## 課題
エントリーの冒頭から「xmin=519 ymin=940 xmax=612 ymax=1063」を含む行までの範囲で、「water」を「lake」に差し替え、それ以外は一切変えずに再掲してください。

## エントリー一覧
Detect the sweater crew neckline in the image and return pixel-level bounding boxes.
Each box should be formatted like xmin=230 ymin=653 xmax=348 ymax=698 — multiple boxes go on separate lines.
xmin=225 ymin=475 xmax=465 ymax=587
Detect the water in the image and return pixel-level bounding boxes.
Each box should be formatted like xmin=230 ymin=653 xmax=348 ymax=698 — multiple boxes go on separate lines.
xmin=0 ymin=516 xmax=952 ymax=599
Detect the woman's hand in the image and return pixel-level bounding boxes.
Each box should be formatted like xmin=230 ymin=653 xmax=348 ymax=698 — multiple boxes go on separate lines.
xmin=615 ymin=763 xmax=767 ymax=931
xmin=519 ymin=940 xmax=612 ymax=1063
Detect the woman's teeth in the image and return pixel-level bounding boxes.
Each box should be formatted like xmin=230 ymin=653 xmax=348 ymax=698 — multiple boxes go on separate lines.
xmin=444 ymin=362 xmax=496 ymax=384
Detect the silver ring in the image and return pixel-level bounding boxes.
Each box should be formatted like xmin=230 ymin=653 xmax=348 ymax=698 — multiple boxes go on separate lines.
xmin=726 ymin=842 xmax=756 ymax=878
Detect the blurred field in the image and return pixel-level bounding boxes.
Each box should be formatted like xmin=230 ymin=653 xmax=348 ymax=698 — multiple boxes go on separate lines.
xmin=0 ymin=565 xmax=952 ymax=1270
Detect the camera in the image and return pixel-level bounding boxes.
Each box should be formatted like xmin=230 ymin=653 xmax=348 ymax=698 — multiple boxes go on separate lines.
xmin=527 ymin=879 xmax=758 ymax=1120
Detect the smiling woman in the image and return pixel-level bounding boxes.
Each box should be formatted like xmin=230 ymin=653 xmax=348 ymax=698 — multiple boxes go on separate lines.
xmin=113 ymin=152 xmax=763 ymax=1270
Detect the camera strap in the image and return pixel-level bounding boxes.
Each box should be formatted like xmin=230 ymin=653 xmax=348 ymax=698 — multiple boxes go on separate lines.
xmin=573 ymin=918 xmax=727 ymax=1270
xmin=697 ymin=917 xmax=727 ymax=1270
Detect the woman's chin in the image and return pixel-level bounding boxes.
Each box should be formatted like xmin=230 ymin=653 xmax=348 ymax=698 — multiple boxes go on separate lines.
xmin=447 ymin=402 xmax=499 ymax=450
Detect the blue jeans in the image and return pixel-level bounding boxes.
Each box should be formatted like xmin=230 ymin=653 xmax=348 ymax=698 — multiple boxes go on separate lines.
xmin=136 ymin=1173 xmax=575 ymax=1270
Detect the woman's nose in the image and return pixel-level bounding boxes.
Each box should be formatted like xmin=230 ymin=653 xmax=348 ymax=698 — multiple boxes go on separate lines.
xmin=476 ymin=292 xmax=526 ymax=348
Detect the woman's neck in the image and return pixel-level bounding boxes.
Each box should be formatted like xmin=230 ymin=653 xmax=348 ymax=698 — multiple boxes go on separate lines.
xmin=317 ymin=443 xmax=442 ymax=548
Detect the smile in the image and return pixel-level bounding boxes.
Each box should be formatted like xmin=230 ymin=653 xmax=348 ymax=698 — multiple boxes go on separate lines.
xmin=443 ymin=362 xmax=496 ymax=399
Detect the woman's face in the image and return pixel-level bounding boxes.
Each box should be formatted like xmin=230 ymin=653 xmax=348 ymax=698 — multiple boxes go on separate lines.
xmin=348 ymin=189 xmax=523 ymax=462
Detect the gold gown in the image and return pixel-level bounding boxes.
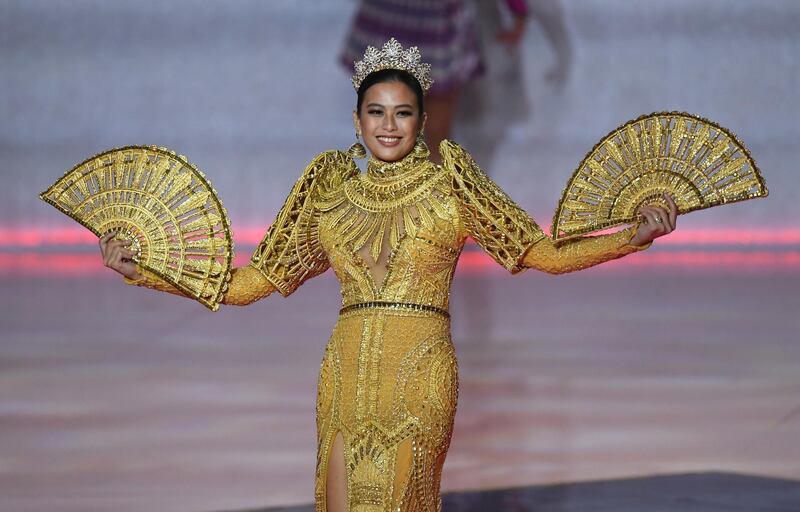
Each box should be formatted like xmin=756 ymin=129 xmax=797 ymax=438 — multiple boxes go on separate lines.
xmin=126 ymin=141 xmax=652 ymax=512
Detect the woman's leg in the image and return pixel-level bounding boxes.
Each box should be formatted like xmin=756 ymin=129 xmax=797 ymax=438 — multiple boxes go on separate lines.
xmin=325 ymin=432 xmax=347 ymax=512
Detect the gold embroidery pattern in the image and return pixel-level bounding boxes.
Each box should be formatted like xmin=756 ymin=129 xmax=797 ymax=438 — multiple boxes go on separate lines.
xmin=123 ymin=142 xmax=649 ymax=512
xmin=440 ymin=141 xmax=546 ymax=273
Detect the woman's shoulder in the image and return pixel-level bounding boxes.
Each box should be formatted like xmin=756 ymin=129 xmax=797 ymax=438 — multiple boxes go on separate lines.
xmin=439 ymin=139 xmax=484 ymax=177
xmin=300 ymin=149 xmax=359 ymax=184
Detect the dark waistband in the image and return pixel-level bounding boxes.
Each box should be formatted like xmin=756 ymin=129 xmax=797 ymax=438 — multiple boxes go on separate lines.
xmin=339 ymin=300 xmax=450 ymax=318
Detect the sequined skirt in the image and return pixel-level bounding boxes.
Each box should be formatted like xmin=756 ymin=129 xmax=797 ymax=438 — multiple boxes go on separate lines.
xmin=315 ymin=307 xmax=458 ymax=511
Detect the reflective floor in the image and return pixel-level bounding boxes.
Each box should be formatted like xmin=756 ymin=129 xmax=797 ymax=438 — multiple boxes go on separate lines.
xmin=0 ymin=264 xmax=800 ymax=511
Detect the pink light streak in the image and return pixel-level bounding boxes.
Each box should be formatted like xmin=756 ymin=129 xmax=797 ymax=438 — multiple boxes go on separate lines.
xmin=0 ymin=226 xmax=800 ymax=250
xmin=0 ymin=251 xmax=800 ymax=279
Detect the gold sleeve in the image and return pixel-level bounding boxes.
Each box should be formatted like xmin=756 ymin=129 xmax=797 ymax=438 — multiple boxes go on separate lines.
xmin=440 ymin=141 xmax=652 ymax=274
xmin=123 ymin=264 xmax=276 ymax=306
xmin=439 ymin=140 xmax=547 ymax=274
xmin=124 ymin=151 xmax=358 ymax=306
xmin=250 ymin=151 xmax=358 ymax=297
xmin=522 ymin=226 xmax=653 ymax=274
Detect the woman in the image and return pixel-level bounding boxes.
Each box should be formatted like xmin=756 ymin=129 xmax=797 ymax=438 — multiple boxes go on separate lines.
xmin=100 ymin=39 xmax=677 ymax=512
xmin=339 ymin=0 xmax=528 ymax=163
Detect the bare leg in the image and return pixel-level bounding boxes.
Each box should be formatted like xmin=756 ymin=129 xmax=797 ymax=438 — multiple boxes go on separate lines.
xmin=425 ymin=88 xmax=458 ymax=163
xmin=325 ymin=432 xmax=347 ymax=512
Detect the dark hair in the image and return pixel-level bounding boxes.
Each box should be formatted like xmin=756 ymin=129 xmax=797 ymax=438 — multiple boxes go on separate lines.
xmin=356 ymin=69 xmax=425 ymax=117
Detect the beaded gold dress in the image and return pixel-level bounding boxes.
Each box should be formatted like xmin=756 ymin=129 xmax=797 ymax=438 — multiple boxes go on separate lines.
xmin=125 ymin=141 xmax=652 ymax=512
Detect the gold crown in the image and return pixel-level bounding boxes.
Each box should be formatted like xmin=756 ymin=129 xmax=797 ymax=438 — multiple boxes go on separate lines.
xmin=352 ymin=38 xmax=433 ymax=92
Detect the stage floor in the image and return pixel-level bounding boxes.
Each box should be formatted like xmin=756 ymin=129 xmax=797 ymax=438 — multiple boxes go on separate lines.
xmin=250 ymin=473 xmax=800 ymax=512
xmin=0 ymin=262 xmax=800 ymax=512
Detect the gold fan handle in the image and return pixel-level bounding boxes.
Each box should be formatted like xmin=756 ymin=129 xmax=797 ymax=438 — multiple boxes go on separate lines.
xmin=100 ymin=226 xmax=142 ymax=263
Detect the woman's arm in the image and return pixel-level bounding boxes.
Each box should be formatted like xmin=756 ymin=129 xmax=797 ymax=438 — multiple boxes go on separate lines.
xmin=522 ymin=226 xmax=653 ymax=274
xmin=522 ymin=194 xmax=678 ymax=274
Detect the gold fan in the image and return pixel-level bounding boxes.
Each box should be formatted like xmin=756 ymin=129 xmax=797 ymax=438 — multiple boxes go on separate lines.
xmin=551 ymin=112 xmax=768 ymax=241
xmin=39 ymin=146 xmax=233 ymax=311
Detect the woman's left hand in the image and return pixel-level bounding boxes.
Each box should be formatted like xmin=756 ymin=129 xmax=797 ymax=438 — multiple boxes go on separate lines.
xmin=629 ymin=193 xmax=678 ymax=245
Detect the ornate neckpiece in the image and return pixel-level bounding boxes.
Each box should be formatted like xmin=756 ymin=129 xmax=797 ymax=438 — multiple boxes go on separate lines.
xmin=367 ymin=151 xmax=428 ymax=180
xmin=329 ymin=152 xmax=447 ymax=262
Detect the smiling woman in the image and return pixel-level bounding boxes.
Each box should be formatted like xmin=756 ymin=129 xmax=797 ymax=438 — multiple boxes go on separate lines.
xmin=353 ymin=69 xmax=427 ymax=162
xmin=95 ymin=39 xmax=677 ymax=512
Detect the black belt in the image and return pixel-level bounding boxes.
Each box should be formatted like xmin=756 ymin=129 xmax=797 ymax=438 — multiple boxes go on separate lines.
xmin=339 ymin=300 xmax=450 ymax=318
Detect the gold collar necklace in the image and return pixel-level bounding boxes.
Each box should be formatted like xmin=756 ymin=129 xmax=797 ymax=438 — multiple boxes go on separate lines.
xmin=367 ymin=151 xmax=428 ymax=179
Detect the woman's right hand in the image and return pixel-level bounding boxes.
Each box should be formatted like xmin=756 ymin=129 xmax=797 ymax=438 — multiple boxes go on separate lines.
xmin=99 ymin=231 xmax=142 ymax=279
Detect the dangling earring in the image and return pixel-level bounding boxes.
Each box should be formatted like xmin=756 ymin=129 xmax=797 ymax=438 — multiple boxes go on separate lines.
xmin=413 ymin=130 xmax=431 ymax=158
xmin=347 ymin=132 xmax=367 ymax=158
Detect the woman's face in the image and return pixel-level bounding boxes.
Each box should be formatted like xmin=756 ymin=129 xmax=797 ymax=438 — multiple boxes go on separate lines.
xmin=353 ymin=82 xmax=425 ymax=162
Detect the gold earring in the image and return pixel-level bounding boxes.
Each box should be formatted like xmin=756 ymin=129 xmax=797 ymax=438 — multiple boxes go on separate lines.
xmin=413 ymin=130 xmax=431 ymax=158
xmin=347 ymin=131 xmax=367 ymax=158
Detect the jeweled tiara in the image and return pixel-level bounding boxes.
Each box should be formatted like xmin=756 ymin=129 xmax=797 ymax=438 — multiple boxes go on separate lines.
xmin=352 ymin=38 xmax=433 ymax=92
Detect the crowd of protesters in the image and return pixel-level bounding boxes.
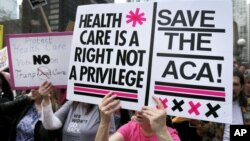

## 結果は以下
Detect the sweater crew neckline in the image and return pixel-level bounding boxes.
Each box should be formatted like xmin=230 ymin=653 xmax=348 ymax=698 — multiple boxes go on separate lines.
xmin=225 ymin=475 xmax=465 ymax=587
Detect the lake in the image and return pixel-level bounding boxes.
Each box should be formatted like xmin=230 ymin=653 xmax=348 ymax=698 — multiple boxes go on separate lines.
xmin=0 ymin=516 xmax=952 ymax=599
Detect the woman's hand in the image and return pixel-level bounding boxes.
Each box should be formatted like xmin=230 ymin=653 xmax=348 ymax=698 — multiple boxes go on separate lines.
xmin=615 ymin=763 xmax=767 ymax=931
xmin=519 ymin=940 xmax=612 ymax=1063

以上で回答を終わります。